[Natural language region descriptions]
=== Section Start ===

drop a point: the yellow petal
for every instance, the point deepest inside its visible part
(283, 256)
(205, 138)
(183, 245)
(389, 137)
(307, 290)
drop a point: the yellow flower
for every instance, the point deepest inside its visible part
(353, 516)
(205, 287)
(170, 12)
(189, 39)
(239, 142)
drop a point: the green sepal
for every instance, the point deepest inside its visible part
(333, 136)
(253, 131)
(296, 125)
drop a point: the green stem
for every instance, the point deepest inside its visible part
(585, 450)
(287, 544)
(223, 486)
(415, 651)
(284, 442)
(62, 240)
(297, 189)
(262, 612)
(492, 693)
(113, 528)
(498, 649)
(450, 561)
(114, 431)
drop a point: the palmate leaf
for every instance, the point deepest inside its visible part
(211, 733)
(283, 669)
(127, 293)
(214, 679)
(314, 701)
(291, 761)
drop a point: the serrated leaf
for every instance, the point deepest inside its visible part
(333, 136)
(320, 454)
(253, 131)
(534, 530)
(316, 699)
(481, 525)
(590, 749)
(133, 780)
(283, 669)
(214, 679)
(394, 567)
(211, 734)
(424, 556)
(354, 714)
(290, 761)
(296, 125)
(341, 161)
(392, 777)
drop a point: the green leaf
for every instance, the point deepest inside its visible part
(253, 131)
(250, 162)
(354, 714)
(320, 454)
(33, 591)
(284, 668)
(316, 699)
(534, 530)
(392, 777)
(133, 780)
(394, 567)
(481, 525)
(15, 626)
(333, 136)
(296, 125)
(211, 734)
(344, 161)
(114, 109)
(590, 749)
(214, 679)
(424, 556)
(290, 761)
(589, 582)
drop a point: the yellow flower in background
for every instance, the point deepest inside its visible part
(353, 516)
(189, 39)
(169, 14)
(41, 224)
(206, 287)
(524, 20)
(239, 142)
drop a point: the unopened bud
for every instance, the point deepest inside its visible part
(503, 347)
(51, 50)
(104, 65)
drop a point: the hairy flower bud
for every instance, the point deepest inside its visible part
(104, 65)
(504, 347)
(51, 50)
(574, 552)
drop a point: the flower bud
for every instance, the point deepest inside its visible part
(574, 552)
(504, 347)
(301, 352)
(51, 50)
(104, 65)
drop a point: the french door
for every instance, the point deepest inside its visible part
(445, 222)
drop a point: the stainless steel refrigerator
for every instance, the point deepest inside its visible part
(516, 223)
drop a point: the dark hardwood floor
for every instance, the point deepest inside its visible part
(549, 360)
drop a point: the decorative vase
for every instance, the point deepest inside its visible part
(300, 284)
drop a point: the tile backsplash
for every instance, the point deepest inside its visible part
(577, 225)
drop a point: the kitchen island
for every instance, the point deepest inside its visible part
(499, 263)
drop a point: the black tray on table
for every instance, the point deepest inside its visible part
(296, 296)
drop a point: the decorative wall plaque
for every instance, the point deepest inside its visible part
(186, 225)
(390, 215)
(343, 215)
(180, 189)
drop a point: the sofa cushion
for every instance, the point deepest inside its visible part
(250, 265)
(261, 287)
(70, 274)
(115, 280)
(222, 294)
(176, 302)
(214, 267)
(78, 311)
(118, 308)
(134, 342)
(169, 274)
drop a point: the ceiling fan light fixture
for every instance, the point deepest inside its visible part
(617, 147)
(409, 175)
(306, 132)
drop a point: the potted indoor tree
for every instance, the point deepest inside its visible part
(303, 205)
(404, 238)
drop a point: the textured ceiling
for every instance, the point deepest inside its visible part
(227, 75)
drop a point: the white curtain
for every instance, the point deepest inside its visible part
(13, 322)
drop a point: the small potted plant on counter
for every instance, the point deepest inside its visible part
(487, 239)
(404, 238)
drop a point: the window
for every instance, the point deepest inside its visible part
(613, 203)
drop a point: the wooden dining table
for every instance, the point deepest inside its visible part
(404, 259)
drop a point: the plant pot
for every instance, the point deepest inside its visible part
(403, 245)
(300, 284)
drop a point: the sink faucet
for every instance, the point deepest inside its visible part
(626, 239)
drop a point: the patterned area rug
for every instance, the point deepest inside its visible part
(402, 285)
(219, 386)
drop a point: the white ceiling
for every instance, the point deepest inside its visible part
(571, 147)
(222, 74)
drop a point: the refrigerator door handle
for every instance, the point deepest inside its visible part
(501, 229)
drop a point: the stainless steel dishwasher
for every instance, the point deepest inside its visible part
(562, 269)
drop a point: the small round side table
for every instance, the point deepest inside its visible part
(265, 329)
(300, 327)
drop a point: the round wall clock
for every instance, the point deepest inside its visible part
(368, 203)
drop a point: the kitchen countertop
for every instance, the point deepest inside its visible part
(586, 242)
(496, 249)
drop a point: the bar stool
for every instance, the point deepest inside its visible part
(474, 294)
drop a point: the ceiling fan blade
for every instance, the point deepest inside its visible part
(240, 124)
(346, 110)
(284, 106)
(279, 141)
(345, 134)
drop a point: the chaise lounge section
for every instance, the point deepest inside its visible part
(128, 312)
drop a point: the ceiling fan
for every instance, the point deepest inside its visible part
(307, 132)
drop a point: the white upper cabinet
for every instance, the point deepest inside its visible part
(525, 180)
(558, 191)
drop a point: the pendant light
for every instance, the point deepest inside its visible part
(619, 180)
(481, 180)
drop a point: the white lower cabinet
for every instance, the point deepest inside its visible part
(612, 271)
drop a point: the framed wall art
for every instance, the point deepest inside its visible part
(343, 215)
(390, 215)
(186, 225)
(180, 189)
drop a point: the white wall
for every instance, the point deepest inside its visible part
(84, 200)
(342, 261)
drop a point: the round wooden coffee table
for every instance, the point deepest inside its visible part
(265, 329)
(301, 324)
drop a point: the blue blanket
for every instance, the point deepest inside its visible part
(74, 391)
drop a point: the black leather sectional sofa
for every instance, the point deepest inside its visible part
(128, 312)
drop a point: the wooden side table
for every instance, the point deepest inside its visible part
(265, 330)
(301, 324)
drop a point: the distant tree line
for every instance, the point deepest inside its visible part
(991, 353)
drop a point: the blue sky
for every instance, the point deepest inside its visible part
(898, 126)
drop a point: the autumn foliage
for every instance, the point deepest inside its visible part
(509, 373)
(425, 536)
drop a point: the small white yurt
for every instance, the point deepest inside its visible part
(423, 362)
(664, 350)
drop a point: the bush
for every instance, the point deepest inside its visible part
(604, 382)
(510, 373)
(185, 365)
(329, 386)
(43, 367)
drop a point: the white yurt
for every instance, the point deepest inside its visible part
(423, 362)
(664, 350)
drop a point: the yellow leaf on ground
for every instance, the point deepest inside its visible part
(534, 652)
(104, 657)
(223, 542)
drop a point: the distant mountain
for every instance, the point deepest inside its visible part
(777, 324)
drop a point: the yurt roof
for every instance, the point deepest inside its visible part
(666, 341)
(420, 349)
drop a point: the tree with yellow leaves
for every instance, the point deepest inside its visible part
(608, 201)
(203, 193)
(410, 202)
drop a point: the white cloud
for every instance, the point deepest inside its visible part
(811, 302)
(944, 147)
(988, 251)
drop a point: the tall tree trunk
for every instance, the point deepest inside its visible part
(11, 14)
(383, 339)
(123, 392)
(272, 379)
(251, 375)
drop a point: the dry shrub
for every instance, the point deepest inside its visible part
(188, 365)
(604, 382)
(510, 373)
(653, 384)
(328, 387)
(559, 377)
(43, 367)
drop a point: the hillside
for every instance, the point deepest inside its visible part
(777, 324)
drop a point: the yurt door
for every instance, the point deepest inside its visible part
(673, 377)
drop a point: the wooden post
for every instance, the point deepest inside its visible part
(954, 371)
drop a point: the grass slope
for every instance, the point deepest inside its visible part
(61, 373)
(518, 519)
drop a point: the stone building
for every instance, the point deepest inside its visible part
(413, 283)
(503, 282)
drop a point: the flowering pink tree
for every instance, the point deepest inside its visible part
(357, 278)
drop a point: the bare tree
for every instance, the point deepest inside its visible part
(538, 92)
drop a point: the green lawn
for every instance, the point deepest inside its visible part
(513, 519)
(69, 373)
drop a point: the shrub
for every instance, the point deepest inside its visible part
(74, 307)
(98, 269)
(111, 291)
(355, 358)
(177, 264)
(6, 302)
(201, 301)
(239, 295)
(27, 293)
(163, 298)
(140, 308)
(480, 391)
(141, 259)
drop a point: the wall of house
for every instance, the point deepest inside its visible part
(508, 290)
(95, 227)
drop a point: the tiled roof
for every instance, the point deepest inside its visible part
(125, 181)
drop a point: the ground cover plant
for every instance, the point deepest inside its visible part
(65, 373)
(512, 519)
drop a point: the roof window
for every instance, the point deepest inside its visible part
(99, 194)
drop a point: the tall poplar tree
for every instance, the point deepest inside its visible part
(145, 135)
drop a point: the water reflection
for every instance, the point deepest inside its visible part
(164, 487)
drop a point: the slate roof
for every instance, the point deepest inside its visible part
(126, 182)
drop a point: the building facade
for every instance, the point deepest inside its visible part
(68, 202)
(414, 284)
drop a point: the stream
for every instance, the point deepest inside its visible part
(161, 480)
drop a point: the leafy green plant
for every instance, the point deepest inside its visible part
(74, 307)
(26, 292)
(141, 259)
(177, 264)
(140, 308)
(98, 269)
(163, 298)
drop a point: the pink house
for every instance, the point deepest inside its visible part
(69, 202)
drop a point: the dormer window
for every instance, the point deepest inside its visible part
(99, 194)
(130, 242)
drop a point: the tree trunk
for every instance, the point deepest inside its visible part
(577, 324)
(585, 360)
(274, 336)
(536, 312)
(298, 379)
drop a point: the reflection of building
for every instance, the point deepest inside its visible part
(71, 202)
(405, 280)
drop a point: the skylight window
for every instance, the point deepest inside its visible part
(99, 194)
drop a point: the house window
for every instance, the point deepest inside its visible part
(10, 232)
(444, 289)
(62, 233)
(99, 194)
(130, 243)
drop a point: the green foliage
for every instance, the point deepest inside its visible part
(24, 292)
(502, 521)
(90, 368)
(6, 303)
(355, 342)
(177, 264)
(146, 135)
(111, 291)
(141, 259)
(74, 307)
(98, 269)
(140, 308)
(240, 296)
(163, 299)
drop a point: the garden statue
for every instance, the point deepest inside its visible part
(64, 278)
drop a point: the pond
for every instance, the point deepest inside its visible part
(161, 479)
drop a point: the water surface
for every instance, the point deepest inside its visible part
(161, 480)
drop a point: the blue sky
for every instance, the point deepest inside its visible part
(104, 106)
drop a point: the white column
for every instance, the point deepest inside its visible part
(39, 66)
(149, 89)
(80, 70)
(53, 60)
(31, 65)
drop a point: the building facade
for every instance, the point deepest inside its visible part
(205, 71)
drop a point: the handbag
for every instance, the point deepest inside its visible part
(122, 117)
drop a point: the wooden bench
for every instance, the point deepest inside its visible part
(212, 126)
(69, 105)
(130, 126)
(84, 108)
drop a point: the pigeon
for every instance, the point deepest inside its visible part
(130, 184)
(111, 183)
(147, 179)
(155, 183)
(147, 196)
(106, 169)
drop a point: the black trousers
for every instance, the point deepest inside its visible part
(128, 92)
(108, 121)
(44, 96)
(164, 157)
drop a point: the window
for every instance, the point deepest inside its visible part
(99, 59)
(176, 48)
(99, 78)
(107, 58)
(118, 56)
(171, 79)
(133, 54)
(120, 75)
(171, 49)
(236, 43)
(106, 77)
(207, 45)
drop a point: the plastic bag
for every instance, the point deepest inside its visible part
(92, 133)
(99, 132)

=== Section End ===

→ REQUIRED ACTION
From the records given above, copy all lines containing "kitchen".

→ TASK RESULT
drop a point: the kitchen island
drop a point: the kitchen countertop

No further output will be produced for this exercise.